__STORED ROWS__.
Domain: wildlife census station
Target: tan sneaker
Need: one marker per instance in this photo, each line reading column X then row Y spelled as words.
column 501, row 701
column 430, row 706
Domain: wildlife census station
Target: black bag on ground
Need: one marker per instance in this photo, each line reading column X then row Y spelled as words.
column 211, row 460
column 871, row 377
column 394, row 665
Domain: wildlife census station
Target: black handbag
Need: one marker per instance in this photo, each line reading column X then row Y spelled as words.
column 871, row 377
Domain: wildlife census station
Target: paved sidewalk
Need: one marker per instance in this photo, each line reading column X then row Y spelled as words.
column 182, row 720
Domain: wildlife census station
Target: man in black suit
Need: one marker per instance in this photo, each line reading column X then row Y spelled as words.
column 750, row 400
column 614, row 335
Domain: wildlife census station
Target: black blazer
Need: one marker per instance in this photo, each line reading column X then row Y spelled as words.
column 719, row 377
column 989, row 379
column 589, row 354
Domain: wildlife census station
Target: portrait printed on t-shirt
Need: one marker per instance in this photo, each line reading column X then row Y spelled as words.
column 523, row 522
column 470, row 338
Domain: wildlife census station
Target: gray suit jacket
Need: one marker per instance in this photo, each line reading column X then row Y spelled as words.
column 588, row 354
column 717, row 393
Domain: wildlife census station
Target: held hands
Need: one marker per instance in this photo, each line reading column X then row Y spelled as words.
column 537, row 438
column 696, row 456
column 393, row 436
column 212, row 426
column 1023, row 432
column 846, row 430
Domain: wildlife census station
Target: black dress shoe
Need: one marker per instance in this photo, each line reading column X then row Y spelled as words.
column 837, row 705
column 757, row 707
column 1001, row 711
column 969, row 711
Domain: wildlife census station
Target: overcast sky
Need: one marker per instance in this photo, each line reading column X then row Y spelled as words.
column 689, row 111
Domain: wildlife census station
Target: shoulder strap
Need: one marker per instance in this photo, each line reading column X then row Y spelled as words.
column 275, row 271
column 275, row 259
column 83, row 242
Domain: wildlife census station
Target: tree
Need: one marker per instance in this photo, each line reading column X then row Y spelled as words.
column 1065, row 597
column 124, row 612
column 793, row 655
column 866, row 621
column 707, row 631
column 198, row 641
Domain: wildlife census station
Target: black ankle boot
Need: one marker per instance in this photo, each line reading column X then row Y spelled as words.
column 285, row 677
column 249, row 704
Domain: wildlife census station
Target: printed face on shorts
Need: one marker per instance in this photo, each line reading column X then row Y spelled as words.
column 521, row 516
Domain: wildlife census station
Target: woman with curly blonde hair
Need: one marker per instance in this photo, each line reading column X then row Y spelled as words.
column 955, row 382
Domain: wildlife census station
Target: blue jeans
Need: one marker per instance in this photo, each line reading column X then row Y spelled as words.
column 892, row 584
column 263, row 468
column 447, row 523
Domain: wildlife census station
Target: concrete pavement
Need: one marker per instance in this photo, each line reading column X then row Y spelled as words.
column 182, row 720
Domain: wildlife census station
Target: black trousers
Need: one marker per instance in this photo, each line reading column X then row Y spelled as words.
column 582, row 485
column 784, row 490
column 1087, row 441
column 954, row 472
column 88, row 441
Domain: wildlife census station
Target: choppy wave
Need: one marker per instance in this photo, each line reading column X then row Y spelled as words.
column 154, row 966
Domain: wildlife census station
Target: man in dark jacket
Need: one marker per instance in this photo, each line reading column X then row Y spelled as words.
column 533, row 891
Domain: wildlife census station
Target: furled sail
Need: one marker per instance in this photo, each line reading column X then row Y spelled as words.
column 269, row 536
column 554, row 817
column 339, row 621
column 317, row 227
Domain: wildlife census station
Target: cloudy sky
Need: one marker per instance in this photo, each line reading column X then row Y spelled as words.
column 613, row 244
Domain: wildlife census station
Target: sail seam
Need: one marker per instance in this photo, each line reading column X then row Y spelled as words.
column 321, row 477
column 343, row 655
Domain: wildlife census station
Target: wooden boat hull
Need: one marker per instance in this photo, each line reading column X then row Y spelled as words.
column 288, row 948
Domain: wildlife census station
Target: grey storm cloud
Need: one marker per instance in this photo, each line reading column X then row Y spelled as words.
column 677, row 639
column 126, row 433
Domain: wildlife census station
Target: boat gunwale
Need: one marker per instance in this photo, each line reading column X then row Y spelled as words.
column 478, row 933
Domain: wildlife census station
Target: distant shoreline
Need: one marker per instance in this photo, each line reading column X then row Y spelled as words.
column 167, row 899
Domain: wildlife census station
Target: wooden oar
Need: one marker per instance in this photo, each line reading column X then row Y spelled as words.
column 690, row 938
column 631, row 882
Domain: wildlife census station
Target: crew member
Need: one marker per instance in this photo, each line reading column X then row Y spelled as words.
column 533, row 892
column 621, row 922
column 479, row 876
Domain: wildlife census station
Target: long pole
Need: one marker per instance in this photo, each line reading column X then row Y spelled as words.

__WRITTEN PROBLEM__.
Copy these lines again word for word.

__FULL OUTPUT__.
Domain: wildlife census station
Target: tan sneaker
Need: one marker per instance in this photo, each line reading column X then row Y spelled as words.
column 501, row 701
column 430, row 706
Domain: wildlife census station
Target: black bag on ground
Need: one marker per instance in this photo, each line reading column X then row Y spelled as words.
column 211, row 460
column 871, row 377
column 394, row 665
Domain: wildlife census station
Target: black handbag
Need: one marker per instance in this photo, each line reading column X then row Y spelled as words.
column 871, row 377
Domain: wildlife census station
Target: paved sidewalk
Need: one marker per instance in this photo, each line reading column X then row Y spelled as words.
column 182, row 720
Domain: wildlife census station
Target: man in black suit
Need: one marker per instance in this photo, each line reading column X then row Y spelled as words.
column 750, row 400
column 614, row 335
Domain: wildlife census station
Target: black blazer
Need: one marker per instance in this photo, each line reading column X then row Y spelled as words.
column 719, row 377
column 989, row 379
column 589, row 354
Domain: wildlife census station
Target: portrait printed on t-shirt
Need: one marker per instance in this photo, each line reading column X then row Y spelled as words.
column 523, row 522
column 470, row 338
Domain: wildlife census station
Target: gray suit jacket
Need: one marker per instance in this photo, each line reading column X then row Y spelled as words.
column 588, row 354
column 717, row 393
Domain: wildlife census station
Target: held hands
Need: one marker per instance in this photo, each line reading column X then row Y spelled as words.
column 537, row 438
column 696, row 456
column 393, row 436
column 212, row 426
column 1023, row 432
column 846, row 430
Domain: wildlife census station
Target: black dress shoe
Need: one marker per instance in this photo, each line reading column X then row Y spelled as words.
column 837, row 705
column 757, row 707
column 1001, row 711
column 969, row 711
Domain: wildlife census station
Target: overcast sky
Need: one marker per instance in this photo, each line reading column X then row Y spelled as words.
column 689, row 111
Domain: wildlife census station
Target: shoulder strap
Need: one marker per instance in this photo, each line reading column X then row Y spelled as words.
column 275, row 271
column 275, row 259
column 83, row 242
Domain: wildlife census station
Target: tree
Need: one marker per instance in this photo, each line reading column X then row Y spelled as words.
column 1065, row 597
column 124, row 612
column 793, row 655
column 866, row 621
column 707, row 631
column 198, row 641
Domain: wildlife census station
Target: black ankle boot
Need: one marker per instance in this photo, each line reading column X then row Y spelled as words.
column 285, row 677
column 249, row 704
Domain: wildlife census station
Target: printed face on shorts
Need: one marker per instance in this photo, each line reading column X then row Y spelled as words.
column 521, row 516
Domain: wildlife census station
Target: woman with curly blonde hair
Need: one marker per instance in this photo, each line reading column X then row Y spelled as words.
column 955, row 382
Domain: wildlife census station
Target: blue jeans
Need: one marker per instance in this photo, each line reading column X then row Y spelled as words.
column 892, row 584
column 263, row 468
column 447, row 523
Domain: wildlife census station
Target: concrete pavement
Need: one marker per instance in this photo, each line reading column X then row Y spelled as words.
column 182, row 720
Domain: wildlife census station
Target: black trousers
Need: one marker per instance in this photo, each line reading column X then row Y spelled as words.
column 582, row 485
column 784, row 490
column 1087, row 441
column 954, row 472
column 88, row 441
Domain: wildlife census station
Target: choppy wave
Need: one marker per instance in this photo, each line reading column X then row Y spelled as words.
column 154, row 966
Domain: wildlife census station
Target: man in dark jacket
Need: one marker per instance in this photo, each line reading column X then row Y spelled as words.
column 533, row 891
Domain: wildlife census station
Target: furled sail
Need: one marker per instance in this photo, each line reading column X then row Y spelled as words.
column 269, row 536
column 554, row 817
column 339, row 621
column 317, row 227
Domain: wildlife census station
Target: cloudy sky
Need: one marker per instance in this photo, each line reading column X then row Y spelled as words.
column 613, row 244
Domain: wildlife census station
Target: sail seam
Need: one marker per instance in this photo, each line reading column X then row Y spelled as words.
column 321, row 477
column 343, row 655
Domain: wildlife census station
Target: wooden boat hull
Need: one marker per instance in this photo, each line reading column X then row Y spelled as words.
column 288, row 948
Domain: wildlife census station
Target: grey storm cloud
Need: one marker per instance in this photo, each line reading column X then row Y spelled as words.
column 677, row 639
column 126, row 433
Domain: wildlife census station
Target: boat gunwale
Need: one marker per instance in this photo, each line reading column X then row Y spelled as words.
column 478, row 933
Domain: wildlife census station
Target: distant shoreline
Need: one marker per instance in this photo, each line reading column X then row Y spelled as words.
column 167, row 899
Domain: wildlife census station
Target: wooden oar
Need: one marker per instance in this photo, each line reading column X then row Y spelled as words.
column 690, row 938
column 631, row 882
Domain: wildlife census station
Target: crew member
Need: one marker per instance in this photo, each line reading column X then row Y spelled as words.
column 533, row 892
column 621, row 922
column 479, row 876
Domain: wildlife census station
Target: long pole
Need: one marker per instance in this photo, each line reading column X then row Y spelled as words.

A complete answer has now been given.